Work required - Restate the full listing word for word and leave the pictures out.

* BEGIN Information provided *

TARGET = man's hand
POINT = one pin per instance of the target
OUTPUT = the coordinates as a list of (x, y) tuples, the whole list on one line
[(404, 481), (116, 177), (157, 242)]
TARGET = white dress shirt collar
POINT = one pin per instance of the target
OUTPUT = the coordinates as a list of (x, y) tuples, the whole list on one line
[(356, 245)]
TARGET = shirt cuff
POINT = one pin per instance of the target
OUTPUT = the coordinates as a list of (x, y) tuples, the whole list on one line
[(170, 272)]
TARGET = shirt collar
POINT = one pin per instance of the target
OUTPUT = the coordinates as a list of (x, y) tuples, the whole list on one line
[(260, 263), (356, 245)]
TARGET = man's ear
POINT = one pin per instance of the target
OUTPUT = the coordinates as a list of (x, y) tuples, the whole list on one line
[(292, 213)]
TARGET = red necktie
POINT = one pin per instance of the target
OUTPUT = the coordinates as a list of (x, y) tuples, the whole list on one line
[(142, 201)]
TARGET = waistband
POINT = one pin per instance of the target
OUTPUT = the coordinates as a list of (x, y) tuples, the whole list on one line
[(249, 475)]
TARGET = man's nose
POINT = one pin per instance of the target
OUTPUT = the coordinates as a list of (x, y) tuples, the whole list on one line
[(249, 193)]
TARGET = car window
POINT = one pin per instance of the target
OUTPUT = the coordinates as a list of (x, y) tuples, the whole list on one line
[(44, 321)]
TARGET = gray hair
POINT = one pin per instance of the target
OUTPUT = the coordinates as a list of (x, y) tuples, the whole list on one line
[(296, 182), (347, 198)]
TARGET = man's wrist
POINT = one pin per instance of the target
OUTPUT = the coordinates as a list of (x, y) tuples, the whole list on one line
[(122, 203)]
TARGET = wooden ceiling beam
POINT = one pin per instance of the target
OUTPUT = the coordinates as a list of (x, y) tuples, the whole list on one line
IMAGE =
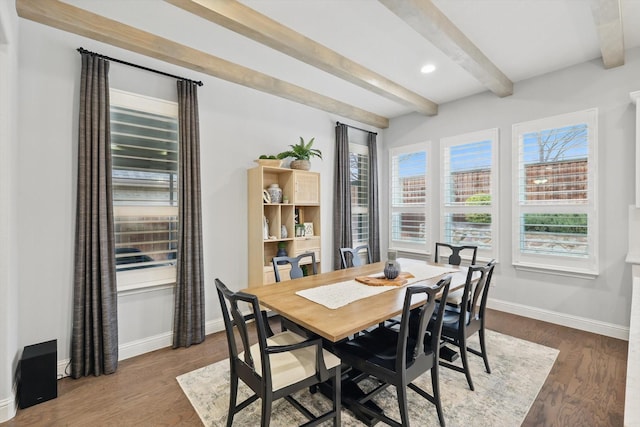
[(424, 17), (243, 20), (69, 18), (608, 20)]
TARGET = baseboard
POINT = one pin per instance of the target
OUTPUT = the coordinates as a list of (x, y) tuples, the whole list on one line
[(581, 323), (146, 345), (9, 406)]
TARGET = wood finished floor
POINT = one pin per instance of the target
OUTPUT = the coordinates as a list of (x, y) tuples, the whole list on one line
[(586, 386)]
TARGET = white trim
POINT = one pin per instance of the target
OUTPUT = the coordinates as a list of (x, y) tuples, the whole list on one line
[(9, 406), (575, 322)]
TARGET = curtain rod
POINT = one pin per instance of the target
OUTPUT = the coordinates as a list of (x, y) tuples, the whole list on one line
[(353, 127), (83, 50)]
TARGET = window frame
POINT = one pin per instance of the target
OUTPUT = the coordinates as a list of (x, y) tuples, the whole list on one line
[(363, 150), (587, 267), (493, 135), (423, 247), (129, 280)]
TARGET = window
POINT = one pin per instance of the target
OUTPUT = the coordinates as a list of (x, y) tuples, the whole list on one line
[(409, 199), (555, 213), (469, 189), (359, 168), (144, 149)]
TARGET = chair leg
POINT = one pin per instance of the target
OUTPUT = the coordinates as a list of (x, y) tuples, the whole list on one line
[(465, 363), (435, 384), (483, 349), (337, 395), (401, 391), (266, 410), (233, 389)]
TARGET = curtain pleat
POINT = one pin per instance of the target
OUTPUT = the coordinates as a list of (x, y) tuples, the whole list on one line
[(374, 208), (94, 340), (342, 237), (189, 316)]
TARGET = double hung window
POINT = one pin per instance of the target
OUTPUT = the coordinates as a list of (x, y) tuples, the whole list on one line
[(410, 199), (144, 149), (555, 223), (469, 205), (359, 171)]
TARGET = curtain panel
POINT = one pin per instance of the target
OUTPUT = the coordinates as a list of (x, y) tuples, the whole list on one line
[(342, 237), (374, 207), (189, 316), (94, 340)]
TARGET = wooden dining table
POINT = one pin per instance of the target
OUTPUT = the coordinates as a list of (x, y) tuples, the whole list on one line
[(339, 323)]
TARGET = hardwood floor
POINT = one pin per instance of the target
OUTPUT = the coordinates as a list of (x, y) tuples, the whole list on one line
[(586, 386)]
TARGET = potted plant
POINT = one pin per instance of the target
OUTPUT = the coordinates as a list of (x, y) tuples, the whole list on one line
[(302, 153)]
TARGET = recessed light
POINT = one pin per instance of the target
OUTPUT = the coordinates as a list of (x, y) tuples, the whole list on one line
[(429, 68)]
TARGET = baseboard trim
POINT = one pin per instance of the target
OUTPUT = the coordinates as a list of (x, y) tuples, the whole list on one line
[(581, 323)]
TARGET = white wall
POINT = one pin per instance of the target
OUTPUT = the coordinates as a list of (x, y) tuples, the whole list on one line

* END Information provided *

Answer in full -
TARGET = man's hand
POINT = one pin per instance of the target
OUTPUT = the coordinates as a list of (x, y) tuples, the whole list on one line
[(404, 481), (116, 177), (157, 242)]
TARGET = white dress shirt collar
POINT = one pin per instance of the target
OUTPUT = the coordinates as a list of (x, y) tuples, the whole list on one line
[(356, 245)]
TARGET = shirt cuff
POINT = one pin per instance of the target
OUTPUT = the coordinates as a list of (x, y) tuples, the whole list on one line
[(170, 272)]
TARGET = shirt collar
POINT = one pin per instance of the target
OUTPUT = the coordinates as a list of (x, y) tuples, the whole list on one line
[(260, 263), (356, 245)]
TARGET = man's ear
POINT = one pin per instance of the target
OUTPUT = the coordinates as a list of (x, y) tuples, the whole list on one line
[(292, 213)]
TARGET = red necktie
POINT = one pin per instance of the target
OUTPUT = the coordinates as a list of (x, y) tuples, the whole list on one line
[(142, 201)]
TARGET = waistband
POINT = one pin per instance of the target
OUTPUT = the coordinates as a list of (x, y) tuples, the whole list on one line
[(249, 475)]
TARGET = man's nose
POINT = one pin per instance of the target
OUTPUT = the coordinates as a list of (x, y) tuples, the whole list on one line
[(249, 193)]
TARGET = car window
POINT = one pin per instance of the target
OUTPUT = the coordinates as a list of (x, y) tuples, the whole list on one line
[(44, 321)]
TARGET = gray hair
POINT = one pin per instance of the target
OUTPUT = the coordinates as a list of (x, y) tuples, the whole list on one line
[(296, 182), (347, 198)]
TARGET = man's wrist
POINT = one pin per instance of the target
OUTPUT = the coordinates as a list of (x, y) tuples, the whole list on one line
[(122, 203)]
TARGET = wooden ceiling beam
POINT = one pin per instance of the target
OUTPUT = the coordinates as a list of (x, y) tuples, the whole list on one line
IMAGE =
[(424, 17), (243, 20), (69, 18), (608, 20)]
TARGET = baseboard
POINT = one pin per instance of the target
OUTPUT = the coordinates as a list of (x, y) tuples, the whole list on one line
[(581, 323), (146, 345), (9, 406)]
TARGET = wood finished floor
POINT = one pin per instance of the target
OUTPUT = the coordinates as a list of (x, y) tuples, the whole list on one line
[(586, 386)]
TARGET = white trim
POINT = one pin per instance of the target
OUTPUT = the coordinates as a list of (x, y) tuples, the whole list on one line
[(9, 406), (575, 322)]
TARGET = curtain rod
POINT = one pin per instance of the target
OUTPUT = the coordinates as a list of (x, y) tuples, the whole list on one line
[(353, 127), (83, 50)]
TARGET = window frame
POINT = one pin per instance of the target
OUTPUT = the coordinates as a list of (x, y) tuples, the whole list on one line
[(363, 150), (587, 267), (493, 135), (423, 247), (129, 280)]
TARGET = window
POINT = one pin per instance of the target
OUTPUT = the coordinates as a list of (x, y) tuples, the whole list on one line
[(409, 199), (555, 213), (469, 189), (359, 168), (144, 149)]
TARGET = chair leg
POINT = one pin per instance of the target
OUTPUT = the coordinates as a list of (x, y) tuples, the whole list on one line
[(465, 363), (435, 384), (483, 349), (337, 395), (401, 391), (266, 410), (233, 389)]
TARGET = curtain pleat
POINT = one pin per instance of the target
OUTPUT = the coordinates as a list of (x, y) tuples, the whole list on one line
[(374, 208), (94, 340), (342, 237), (189, 316)]
TARGET = double hung window
POINT = one pin per instance of the target
OUTPUT = the coordinates as a list of (x, y) tuples, the whole list on one line
[(410, 199), (144, 149), (555, 223), (469, 205), (359, 171)]
TARGET = curtain panel
POINT = one pin per instance of the target
OUTPUT = the coordinates as a list of (x, y) tuples, the whole list on one line
[(342, 237), (374, 207), (189, 316), (94, 340)]
TARGET = wooden dining table
POINT = one pin per instance of the target
OUTPUT = the coordinates as a list of (x, y) tuples, the whole list on one line
[(339, 323)]
TARGET = hardwood floor
POINT = one pin per instance of the target
OUTPUT = the coordinates as a list of (x, y) tuples, the whole list on one line
[(586, 386)]
TARGET = potted plant
POINT = one pin per instance of the target
OUTPUT = the coordinates as a list of (x, y) tuples, the whole list on one line
[(302, 153)]
TARGET = recessed light
POINT = one pin per instance of the target
OUTPUT = the coordinates as a list of (x, y) tuples, the whole list on one line
[(429, 68)]
TARGET = baseboard trim
POINT = one pin per instance of the target
OUTPUT = the coordinates as a list of (x, y) tuples, the whole list on one line
[(581, 323)]
TARGET = white wall
POINT = one pin per instance of the target
OUTPUT = the coordinates as a list of (x, y) tuples, the whole list on one line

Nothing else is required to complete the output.